■ Activity
Copy word for word the lines from the start of the records through the line that contains "Target: blue sky", both included.

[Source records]
===

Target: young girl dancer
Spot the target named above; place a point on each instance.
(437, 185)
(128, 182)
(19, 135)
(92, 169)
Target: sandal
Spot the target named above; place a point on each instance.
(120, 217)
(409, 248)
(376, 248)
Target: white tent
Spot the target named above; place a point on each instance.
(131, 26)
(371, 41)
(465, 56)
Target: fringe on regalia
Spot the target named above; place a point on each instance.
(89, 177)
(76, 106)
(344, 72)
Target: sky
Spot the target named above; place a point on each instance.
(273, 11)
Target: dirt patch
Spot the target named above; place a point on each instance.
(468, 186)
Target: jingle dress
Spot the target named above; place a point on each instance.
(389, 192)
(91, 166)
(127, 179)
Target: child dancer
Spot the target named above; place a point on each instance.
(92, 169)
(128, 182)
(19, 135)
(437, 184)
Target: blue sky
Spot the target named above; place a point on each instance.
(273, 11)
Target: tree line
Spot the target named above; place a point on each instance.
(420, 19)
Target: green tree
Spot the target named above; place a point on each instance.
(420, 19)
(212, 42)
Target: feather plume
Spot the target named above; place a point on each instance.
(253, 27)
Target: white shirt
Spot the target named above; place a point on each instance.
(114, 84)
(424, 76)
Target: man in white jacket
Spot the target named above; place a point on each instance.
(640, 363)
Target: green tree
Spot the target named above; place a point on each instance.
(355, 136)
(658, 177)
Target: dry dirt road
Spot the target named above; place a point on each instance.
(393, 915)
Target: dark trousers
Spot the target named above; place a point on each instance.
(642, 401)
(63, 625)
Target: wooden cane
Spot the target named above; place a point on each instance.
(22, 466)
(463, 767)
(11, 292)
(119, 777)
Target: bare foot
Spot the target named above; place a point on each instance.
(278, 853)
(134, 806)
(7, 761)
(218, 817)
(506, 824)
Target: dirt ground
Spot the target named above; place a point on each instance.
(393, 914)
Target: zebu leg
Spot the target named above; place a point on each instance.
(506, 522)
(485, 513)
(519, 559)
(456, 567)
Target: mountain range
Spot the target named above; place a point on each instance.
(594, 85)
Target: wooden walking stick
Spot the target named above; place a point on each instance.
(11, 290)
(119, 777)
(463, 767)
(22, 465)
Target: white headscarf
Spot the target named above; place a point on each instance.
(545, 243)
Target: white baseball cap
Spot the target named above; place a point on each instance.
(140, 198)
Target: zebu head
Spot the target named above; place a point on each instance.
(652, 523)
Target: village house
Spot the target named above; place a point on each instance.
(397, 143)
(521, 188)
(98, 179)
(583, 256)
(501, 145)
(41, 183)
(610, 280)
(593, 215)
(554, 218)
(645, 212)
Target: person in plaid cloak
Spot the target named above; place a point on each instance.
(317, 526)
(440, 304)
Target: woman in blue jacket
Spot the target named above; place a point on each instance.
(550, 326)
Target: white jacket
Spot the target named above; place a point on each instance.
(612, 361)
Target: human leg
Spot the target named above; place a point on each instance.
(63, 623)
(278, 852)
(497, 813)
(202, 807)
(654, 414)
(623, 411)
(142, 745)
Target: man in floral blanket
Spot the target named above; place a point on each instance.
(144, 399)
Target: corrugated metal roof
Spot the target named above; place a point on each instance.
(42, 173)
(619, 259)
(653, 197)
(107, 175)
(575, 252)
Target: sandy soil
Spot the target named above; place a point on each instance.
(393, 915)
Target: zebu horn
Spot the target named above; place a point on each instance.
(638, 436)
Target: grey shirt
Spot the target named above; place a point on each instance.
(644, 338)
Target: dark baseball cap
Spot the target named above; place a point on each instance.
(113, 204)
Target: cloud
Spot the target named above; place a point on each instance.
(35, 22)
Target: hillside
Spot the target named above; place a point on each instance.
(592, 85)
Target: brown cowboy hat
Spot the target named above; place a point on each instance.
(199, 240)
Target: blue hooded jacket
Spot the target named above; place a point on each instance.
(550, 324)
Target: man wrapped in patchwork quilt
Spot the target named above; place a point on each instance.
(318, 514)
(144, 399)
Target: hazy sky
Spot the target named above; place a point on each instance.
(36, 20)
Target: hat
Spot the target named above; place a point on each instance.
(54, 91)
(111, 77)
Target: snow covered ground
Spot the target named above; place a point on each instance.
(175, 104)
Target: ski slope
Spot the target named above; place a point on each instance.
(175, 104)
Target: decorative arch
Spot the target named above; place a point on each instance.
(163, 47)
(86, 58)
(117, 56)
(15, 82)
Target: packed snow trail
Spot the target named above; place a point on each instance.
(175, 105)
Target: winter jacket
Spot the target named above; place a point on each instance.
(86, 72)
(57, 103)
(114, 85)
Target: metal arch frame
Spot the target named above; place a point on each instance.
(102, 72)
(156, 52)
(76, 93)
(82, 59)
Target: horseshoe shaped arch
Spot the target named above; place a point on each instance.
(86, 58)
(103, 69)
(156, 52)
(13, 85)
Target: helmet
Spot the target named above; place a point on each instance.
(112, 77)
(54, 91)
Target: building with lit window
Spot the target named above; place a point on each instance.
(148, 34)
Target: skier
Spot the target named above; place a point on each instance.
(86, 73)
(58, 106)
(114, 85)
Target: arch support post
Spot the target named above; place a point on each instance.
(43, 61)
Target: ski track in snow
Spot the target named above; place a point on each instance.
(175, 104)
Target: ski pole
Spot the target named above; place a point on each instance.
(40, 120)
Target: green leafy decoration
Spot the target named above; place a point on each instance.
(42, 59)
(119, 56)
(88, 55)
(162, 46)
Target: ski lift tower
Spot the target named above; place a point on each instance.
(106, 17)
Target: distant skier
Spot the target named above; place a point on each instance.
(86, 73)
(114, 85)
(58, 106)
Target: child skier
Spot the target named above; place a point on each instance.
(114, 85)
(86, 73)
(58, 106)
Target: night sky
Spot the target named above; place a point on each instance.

===

■ Solution to the problem
Target: young girl dancer
Spot the target named above; place a point on each instance.
(437, 185)
(128, 182)
(19, 135)
(92, 169)
Target: sandal
Spot the target named above; place a point on each instance.
(120, 217)
(409, 248)
(376, 248)
Target: white tent
Spot the target named above; place a point on each instance.
(131, 26)
(371, 41)
(465, 56)
Target: fringe on regalia
Spot the target named above; place a point on each instance.
(89, 177)
(76, 106)
(344, 72)
Target: sky
Spot the target named above; place a point on each instance.
(273, 11)
Target: dirt patch
Spot the target named above; place a point on each instance.
(468, 186)
Target: jingle dress
Spot the target named above; place a point on each instance.
(389, 192)
(91, 166)
(127, 179)
Target: child dancer
Spot the target named above; place a point on each instance.
(92, 169)
(128, 182)
(19, 135)
(437, 184)
Target: blue sky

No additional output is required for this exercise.